■ Stated problem
Rewrite every line of the items below as a Markdown table with two columns, Number for the row number and Content for the line itself. Leave out any blank lines.

>> begin Supplied information

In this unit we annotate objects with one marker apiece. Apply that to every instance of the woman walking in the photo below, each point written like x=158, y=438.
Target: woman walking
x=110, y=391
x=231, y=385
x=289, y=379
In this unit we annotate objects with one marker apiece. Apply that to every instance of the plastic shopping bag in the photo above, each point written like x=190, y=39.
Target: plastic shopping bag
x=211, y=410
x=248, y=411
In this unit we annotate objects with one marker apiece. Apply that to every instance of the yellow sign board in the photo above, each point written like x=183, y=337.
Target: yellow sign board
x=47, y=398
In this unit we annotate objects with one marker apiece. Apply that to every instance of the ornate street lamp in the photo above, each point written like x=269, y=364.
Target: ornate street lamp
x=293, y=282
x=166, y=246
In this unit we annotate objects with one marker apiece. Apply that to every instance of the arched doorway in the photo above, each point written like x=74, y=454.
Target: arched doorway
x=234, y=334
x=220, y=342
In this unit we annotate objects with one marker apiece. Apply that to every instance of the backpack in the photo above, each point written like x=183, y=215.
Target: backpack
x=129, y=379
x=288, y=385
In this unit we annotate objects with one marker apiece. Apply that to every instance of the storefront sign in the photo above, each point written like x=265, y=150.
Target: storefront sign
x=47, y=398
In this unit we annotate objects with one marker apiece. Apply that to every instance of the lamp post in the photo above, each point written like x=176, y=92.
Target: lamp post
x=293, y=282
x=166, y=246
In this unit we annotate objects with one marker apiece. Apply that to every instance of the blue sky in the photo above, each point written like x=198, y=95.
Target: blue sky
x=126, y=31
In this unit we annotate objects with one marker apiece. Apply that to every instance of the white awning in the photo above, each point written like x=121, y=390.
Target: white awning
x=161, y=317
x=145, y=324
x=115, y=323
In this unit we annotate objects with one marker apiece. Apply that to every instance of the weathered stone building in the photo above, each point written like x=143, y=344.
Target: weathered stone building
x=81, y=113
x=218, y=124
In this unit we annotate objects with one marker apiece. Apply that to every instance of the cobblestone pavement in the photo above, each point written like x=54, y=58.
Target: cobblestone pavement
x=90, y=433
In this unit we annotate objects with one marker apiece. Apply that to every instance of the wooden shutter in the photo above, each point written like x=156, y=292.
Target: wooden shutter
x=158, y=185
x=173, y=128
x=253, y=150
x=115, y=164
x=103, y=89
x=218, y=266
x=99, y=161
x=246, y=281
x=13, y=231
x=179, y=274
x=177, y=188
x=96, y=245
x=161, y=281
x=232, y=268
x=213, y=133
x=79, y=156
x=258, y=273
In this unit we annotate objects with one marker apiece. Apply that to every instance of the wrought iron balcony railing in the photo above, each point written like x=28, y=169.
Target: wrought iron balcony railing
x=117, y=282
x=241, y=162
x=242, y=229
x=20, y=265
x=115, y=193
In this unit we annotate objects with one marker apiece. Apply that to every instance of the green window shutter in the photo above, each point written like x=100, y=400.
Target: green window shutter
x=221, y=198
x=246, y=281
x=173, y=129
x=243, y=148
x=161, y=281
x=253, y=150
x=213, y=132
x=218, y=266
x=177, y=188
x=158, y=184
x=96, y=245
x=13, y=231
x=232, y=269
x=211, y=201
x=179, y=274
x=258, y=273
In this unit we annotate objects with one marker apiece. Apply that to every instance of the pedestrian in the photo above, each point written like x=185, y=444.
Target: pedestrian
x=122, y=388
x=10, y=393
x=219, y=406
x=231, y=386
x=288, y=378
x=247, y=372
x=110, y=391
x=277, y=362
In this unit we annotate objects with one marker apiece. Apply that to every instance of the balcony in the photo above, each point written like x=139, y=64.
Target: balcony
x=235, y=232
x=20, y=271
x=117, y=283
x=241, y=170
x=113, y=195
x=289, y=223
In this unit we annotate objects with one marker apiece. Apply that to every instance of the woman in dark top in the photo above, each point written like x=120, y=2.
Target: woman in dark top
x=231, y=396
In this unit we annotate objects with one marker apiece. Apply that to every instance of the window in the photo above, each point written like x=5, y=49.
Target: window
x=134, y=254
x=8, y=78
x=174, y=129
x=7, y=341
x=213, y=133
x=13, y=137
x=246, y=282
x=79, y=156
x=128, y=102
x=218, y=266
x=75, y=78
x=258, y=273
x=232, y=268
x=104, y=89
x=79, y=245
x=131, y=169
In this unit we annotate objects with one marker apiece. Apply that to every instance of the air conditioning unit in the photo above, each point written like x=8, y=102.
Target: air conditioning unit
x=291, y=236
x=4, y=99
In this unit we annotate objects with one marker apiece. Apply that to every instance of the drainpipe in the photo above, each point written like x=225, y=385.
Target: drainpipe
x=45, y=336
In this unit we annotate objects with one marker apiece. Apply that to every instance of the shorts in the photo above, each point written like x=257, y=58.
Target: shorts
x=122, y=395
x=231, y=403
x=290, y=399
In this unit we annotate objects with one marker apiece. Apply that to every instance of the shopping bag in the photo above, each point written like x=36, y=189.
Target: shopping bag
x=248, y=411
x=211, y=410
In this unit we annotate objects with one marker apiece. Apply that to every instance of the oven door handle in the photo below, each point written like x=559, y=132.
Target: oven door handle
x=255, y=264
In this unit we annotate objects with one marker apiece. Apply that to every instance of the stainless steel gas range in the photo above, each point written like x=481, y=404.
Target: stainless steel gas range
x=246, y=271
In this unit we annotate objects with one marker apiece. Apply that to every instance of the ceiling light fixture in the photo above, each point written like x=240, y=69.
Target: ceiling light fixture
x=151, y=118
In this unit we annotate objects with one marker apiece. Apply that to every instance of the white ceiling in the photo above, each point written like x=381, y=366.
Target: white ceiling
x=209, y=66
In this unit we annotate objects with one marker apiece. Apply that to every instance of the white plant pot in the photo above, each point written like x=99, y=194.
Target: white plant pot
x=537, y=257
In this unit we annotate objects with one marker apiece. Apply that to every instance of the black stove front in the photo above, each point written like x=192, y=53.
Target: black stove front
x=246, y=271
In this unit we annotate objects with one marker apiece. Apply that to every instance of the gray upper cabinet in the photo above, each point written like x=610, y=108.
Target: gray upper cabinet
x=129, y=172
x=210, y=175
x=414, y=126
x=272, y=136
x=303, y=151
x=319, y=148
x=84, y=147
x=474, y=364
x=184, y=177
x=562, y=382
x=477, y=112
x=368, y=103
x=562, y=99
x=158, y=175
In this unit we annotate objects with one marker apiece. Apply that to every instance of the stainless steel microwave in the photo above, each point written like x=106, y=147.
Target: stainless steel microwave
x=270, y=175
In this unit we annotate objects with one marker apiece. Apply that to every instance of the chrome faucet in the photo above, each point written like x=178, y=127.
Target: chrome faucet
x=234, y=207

>> end Supplied information

■ Correct answer
| Number | Content |
|---|---|
| 1 | In this unit we annotate objects with one marker apiece. Apply that to every instance of the woman walking in the photo below, each point written like x=158, y=438. |
| 2 | Target: woman walking |
| 3 | x=110, y=391 |
| 4 | x=231, y=385 |
| 5 | x=289, y=379 |
| 6 | In this unit we annotate objects with one marker apiece. Apply that to every instance of the plastic shopping bag in the photo above, each point written like x=190, y=39. |
| 7 | Target: plastic shopping bag |
| 8 | x=211, y=410 |
| 9 | x=248, y=411 |
| 10 | In this unit we annotate objects with one marker apiece. Apply that to every instance of the yellow sign board in the photo above, each point written like x=183, y=337. |
| 11 | Target: yellow sign board |
| 12 | x=47, y=398 |
| 13 | In this unit we annotate objects with one marker apiece. Apply that to every instance of the ornate street lamp in the photo above, each point written like x=269, y=364. |
| 14 | Target: ornate street lamp |
| 15 | x=293, y=282 |
| 16 | x=166, y=246 |
| 17 | In this unit we annotate objects with one marker apiece. Apply that to every instance of the arched doorway in the photo above, each point written like x=74, y=454. |
| 18 | Target: arched doorway |
| 19 | x=234, y=334 |
| 20 | x=220, y=342 |
| 21 | In this unit we annotate objects with one marker apiece. Apply that to every instance of the backpack in the photo above, each point written like x=183, y=215. |
| 22 | Target: backpack |
| 23 | x=129, y=379 |
| 24 | x=288, y=385 |
| 25 | In this unit we annotate objects with one marker apiece. Apply that to every instance of the storefront sign in the photo above, each point written like x=265, y=150. |
| 26 | Target: storefront sign |
| 27 | x=47, y=398 |
| 28 | In this unit we annotate objects with one marker apiece. Apply that to every instance of the lamp post in the photo above, each point written like x=176, y=92. |
| 29 | Target: lamp post |
| 30 | x=293, y=282 |
| 31 | x=166, y=246 |
| 32 | In this unit we annotate objects with one marker apiece. Apply that to every instance of the blue sky in the photo above, each point written like x=198, y=95. |
| 33 | Target: blue sky |
| 34 | x=126, y=31 |
| 35 | In this unit we annotate objects with one marker apiece. Apply that to every instance of the white awning in the photo above, each point written like x=121, y=390. |
| 36 | Target: white awning |
| 37 | x=161, y=317 |
| 38 | x=145, y=324 |
| 39 | x=115, y=323 |
| 40 | In this unit we annotate objects with one marker apiece. Apply that to every instance of the weathered stone building in the photo above, each point written like x=143, y=344. |
| 41 | Target: weathered stone building |
| 42 | x=81, y=113 |
| 43 | x=218, y=124 |
| 44 | In this unit we annotate objects with one marker apiece. Apply that to every instance of the cobblestone pavement in the photo above, each point written like x=54, y=58. |
| 45 | Target: cobblestone pavement |
| 46 | x=90, y=433 |
| 47 | In this unit we annotate objects with one marker apiece. Apply that to every instance of the wooden shutter in the photo above, each point written like x=156, y=292. |
| 48 | Target: wooden shutter |
| 49 | x=158, y=185 |
| 50 | x=173, y=128 |
| 51 | x=253, y=150 |
| 52 | x=115, y=164 |
| 53 | x=103, y=89 |
| 54 | x=218, y=266 |
| 55 | x=99, y=161 |
| 56 | x=246, y=281 |
| 57 | x=13, y=231 |
| 58 | x=179, y=274 |
| 59 | x=177, y=188 |
| 60 | x=96, y=245 |
| 61 | x=161, y=281 |
| 62 | x=232, y=268 |
| 63 | x=213, y=133 |
| 64 | x=79, y=156 |
| 65 | x=258, y=273 |
| 66 | In this unit we annotate objects with one marker apiece. Apply that to every instance of the wrought iron balcony railing in the photo above, each point written like x=28, y=169. |
| 67 | Target: wrought iron balcony railing |
| 68 | x=117, y=282 |
| 69 | x=241, y=162 |
| 70 | x=242, y=229 |
| 71 | x=20, y=265 |
| 72 | x=115, y=193 |
| 73 | In this unit we annotate objects with one marker apiece. Apply that to every instance of the green window shutter in the photo above, each point written like x=100, y=400. |
| 74 | Target: green window shutter |
| 75 | x=221, y=198 |
| 76 | x=246, y=281 |
| 77 | x=173, y=129 |
| 78 | x=243, y=148 |
| 79 | x=161, y=281 |
| 80 | x=253, y=150 |
| 81 | x=213, y=132 |
| 82 | x=218, y=266 |
| 83 | x=177, y=188 |
| 84 | x=158, y=184 |
| 85 | x=96, y=245 |
| 86 | x=13, y=231 |
| 87 | x=232, y=269 |
| 88 | x=211, y=201 |
| 89 | x=179, y=274 |
| 90 | x=258, y=273 |
| 91 | In this unit we annotate objects with one marker apiece. Apply that to every instance of the pedestrian in the photo above, each point written like x=185, y=444. |
| 92 | Target: pedestrian |
| 93 | x=122, y=388 |
| 94 | x=10, y=393 |
| 95 | x=219, y=406 |
| 96 | x=231, y=386 |
| 97 | x=288, y=378 |
| 98 | x=247, y=372 |
| 99 | x=110, y=391 |
| 100 | x=277, y=362 |
| 101 | In this unit we annotate objects with one marker apiece. Apply that to every instance of the balcony in the photo above, each point written like x=139, y=64. |
| 102 | Target: balcony |
| 103 | x=235, y=232 |
| 104 | x=20, y=271 |
| 105 | x=117, y=283 |
| 106 | x=241, y=170 |
| 107 | x=113, y=195 |
| 108 | x=289, y=223 |
| 109 | In this unit we annotate objects with one marker apiece. Apply that to every instance of the woman in dark top in the photo above, each point written like x=120, y=2. |
| 110 | Target: woman in dark top |
| 111 | x=231, y=396 |
| 112 | In this unit we annotate objects with one marker apiece. Apply that to every instance of the window in the photo above, each point written like x=5, y=49. |
| 113 | Target: window |
| 114 | x=134, y=254 |
| 115 | x=8, y=78 |
| 116 | x=174, y=129 |
| 117 | x=7, y=341 |
| 118 | x=213, y=133 |
| 119 | x=13, y=137 |
| 120 | x=246, y=282 |
| 121 | x=79, y=156 |
| 122 | x=128, y=102 |
| 123 | x=218, y=266 |
| 124 | x=75, y=78 |
| 125 | x=258, y=273 |
| 126 | x=232, y=268 |
| 127 | x=104, y=89 |
| 128 | x=79, y=245 |
| 129 | x=131, y=169 |
| 130 | In this unit we annotate objects with one marker apiece. Apply that to every instance of the air conditioning unit in the photo above, each point written like x=8, y=102. |
| 131 | Target: air conditioning unit |
| 132 | x=291, y=236 |
| 133 | x=4, y=99 |
| 134 | In this unit we annotate objects with one marker apiece. Apply that to every instance of the drainpipe in the photo above, each point written like x=225, y=385. |
| 135 | Target: drainpipe |
| 136 | x=45, y=336 |
| 137 | In this unit we annotate objects with one marker apiece. Apply that to every instance of the shorts in the photo above, each point written like x=257, y=58. |
| 138 | Target: shorts |
| 139 | x=122, y=395 |
| 140 | x=231, y=403 |
| 141 | x=290, y=399 |
| 142 | In this unit we annotate objects with one marker apiece. Apply that to every instance of the shopping bag in the photo above, each point written like x=36, y=189. |
| 143 | Target: shopping bag |
| 144 | x=248, y=411 |
| 145 | x=211, y=410 |
| 146 | In this unit we annotate objects with one marker apiece. Apply that to every instance of the oven door handle in the photo below, each point written like x=559, y=132. |
| 147 | Target: oven door handle |
| 148 | x=255, y=264 |
| 149 | In this unit we annotate objects with one marker apiece. Apply that to every instance of the stainless steel gas range in the photo above, each point written like x=481, y=404. |
| 150 | Target: stainless steel gas range |
| 151 | x=246, y=271 |
| 152 | In this unit we annotate objects with one marker apiece. Apply that to every instance of the ceiling light fixture in the photo above, each point written like x=240, y=69. |
| 153 | Target: ceiling light fixture |
| 154 | x=151, y=118 |
| 155 | In this unit we annotate objects with one marker apiece. Apply that to every instance of the white ceiling in the photo above, each point written like x=381, y=366. |
| 156 | Target: white ceiling |
| 157 | x=209, y=66 |
| 158 | In this unit we annotate objects with one marker apiece. Apply that to every instance of the white plant pot in the photo above, each point written like x=99, y=194. |
| 159 | Target: white plant pot |
| 160 | x=537, y=257 |
| 161 | In this unit we annotate objects with one marker apiece. Apply that to every instance of the black stove front in the photo above, each point written like x=192, y=53. |
| 162 | Target: black stove front |
| 163 | x=246, y=271 |
| 164 | In this unit we annotate objects with one marker apiece. Apply that to every instance of the gray upper cabinet in the photo above, each point written like x=610, y=108. |
| 165 | Target: gray upper cabinet |
| 166 | x=129, y=172 |
| 167 | x=210, y=175 |
| 168 | x=414, y=126 |
| 169 | x=272, y=136 |
| 170 | x=303, y=151 |
| 171 | x=319, y=148 |
| 172 | x=84, y=147 |
| 173 | x=474, y=364 |
| 174 | x=184, y=177 |
| 175 | x=562, y=382 |
| 176 | x=477, y=112 |
| 177 | x=368, y=103 |
| 178 | x=562, y=99 |
| 179 | x=158, y=175 |
| 180 | In this unit we annotate objects with one marker apiece. Apply that to every instance of the stainless steel microwave in the photo above, each point written like x=106, y=147. |
| 181 | Target: stainless steel microwave |
| 182 | x=270, y=175 |
| 183 | In this unit we annotate objects with one marker apiece. Apply that to every instance of the chrome faucet in the photo above, each point written like x=178, y=127. |
| 184 | Target: chrome faucet |
| 185 | x=234, y=207 |